How many lines in the data below contain the string "blue"? Case matters; reply with the number only.

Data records
▽

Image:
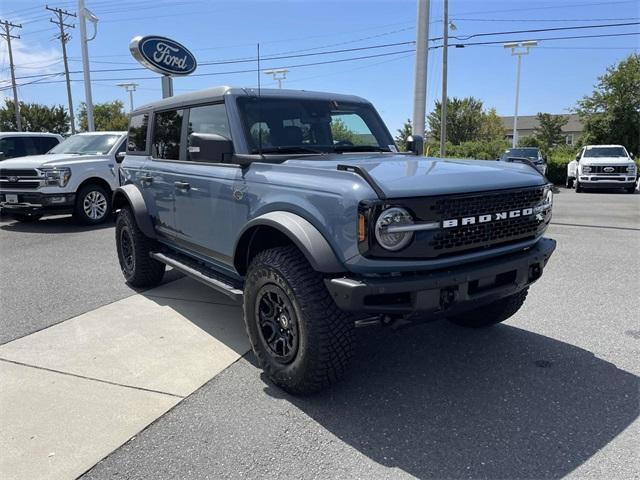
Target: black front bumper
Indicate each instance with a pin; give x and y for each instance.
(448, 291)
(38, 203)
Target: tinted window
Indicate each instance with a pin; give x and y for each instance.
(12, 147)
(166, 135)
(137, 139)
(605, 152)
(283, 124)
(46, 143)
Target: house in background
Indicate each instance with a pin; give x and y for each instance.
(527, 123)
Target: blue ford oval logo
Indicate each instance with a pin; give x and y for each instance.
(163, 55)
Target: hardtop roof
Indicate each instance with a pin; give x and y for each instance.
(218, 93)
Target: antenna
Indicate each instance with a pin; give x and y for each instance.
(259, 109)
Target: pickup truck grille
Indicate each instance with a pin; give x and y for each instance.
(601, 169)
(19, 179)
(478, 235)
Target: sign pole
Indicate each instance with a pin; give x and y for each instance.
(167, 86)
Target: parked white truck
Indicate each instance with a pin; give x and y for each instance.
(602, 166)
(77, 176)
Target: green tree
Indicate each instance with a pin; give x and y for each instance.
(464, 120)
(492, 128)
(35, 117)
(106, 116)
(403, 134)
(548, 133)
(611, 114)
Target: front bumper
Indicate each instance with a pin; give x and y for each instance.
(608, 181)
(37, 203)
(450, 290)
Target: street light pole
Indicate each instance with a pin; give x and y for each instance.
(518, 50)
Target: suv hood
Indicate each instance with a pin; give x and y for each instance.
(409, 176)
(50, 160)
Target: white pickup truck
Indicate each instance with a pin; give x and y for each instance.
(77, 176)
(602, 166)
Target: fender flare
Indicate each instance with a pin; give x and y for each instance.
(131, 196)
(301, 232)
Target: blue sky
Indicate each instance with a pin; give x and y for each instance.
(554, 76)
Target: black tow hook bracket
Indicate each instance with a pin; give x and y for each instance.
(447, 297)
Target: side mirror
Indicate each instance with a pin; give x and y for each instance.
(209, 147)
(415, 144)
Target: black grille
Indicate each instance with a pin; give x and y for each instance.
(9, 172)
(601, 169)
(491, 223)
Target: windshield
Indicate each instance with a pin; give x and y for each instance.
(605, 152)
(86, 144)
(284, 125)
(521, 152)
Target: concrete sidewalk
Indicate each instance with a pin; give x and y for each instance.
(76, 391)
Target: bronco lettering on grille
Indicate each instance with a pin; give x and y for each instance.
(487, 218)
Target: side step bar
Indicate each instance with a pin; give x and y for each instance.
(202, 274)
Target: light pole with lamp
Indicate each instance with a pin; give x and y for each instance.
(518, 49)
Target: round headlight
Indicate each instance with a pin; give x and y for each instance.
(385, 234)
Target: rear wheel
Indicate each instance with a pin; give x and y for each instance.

△
▽

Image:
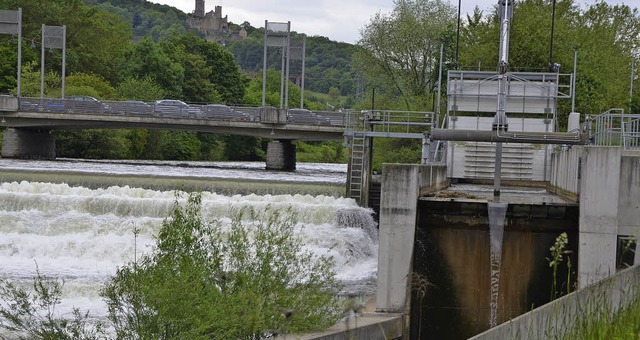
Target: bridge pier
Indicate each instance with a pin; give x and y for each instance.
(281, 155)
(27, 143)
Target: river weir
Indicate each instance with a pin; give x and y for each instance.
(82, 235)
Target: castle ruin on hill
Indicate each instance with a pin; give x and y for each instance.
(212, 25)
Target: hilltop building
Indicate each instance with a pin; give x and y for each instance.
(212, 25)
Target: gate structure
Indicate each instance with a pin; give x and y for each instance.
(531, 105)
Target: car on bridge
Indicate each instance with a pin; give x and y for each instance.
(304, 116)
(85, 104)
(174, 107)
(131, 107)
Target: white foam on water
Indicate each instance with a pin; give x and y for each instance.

△

CORRECT RESPONSE:
2